● Trecho fornecido
>>>>

Apesar da queda expressiva nas taxas de desmatamento – que não ocorria desde 2018 –, as queimadas na Amazônia avançam cada vez mais, a ponto de cidades como Manaus, Apuí, Boca do Acre, Humaitá, Lábrea e Manicoré amanhecerem sob cinzas e fumaça. A situação é tão alarmante que o estado do Amazonas decretou emergência ambiental, num outubro que registrou o pior índice de queimadas dos últimos 25 anos.

Na avaliação de Erika Berenguer, membra do Scientific Panel for the Amazon, um braço da ONU dedicado a pesquisas realizadas na Amazônia, o cenário é resultado da combinação de dois fatores: o El Niño, que torna o bioma mais quente e seco, e a herança deixada pelas piores taxas de desmatamento nos últimos quatro anos, que foram amenizadas por terem ocorrido em anos mais úmidos, com a passagem da La Niña.

<<<<

● Material fornecido
>>>>

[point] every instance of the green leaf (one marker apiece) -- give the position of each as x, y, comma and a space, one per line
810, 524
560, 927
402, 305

<<<<

● Instruções
**A.** Verta para o inglês esta frase do trecho sobre as queimadas na Amazônia: "A situação é tão alarmante que o estado do Amazonas decretou emergência ambiental, num outubro que registrou o pior índice de queimadas dos últimos 25 anos."
**B.** Prossiga o trecho sobre as queimadas na Amazônia a partir do ponto em que ele termina.
As linhas não têm nenhuma relação com o trecho sobre as queimadas na Amazônia.

● Respostas escritas
**A.** The situation is so alarming that the state of Amazonas declared an environmental emergency, in an October that recorded the worst rate of fires in the last 25 years.

**B.**
Com 12 anos de experiência na Amazônia, Berenguer, que também é pesquisadora sênior das universidades de Oxford e Lancaster, na Inglaterra, explica de que maneira os incêndios florestais impactam quem mora dentro e fora da floresta. Ela alerta que esse é um problema que tende a se agravar ano a ano, com as mudanças provocadas pelas alterações climáticas. Berenguer ressalta que a Amazônia e o restante do planeta passem a ser vistos com o senso de urgência necessário.

No episódio 99 do podcast “Pauta Pública”, a Agência Pública conversou com a pesquisadora, que critica a forma ingênua como a responsabilidade pelos problemas ligados ao clima, por vezes, é atribuída às populações mais vulneráveis da Amazônia, e não às empresas ligadas ao agronegócio.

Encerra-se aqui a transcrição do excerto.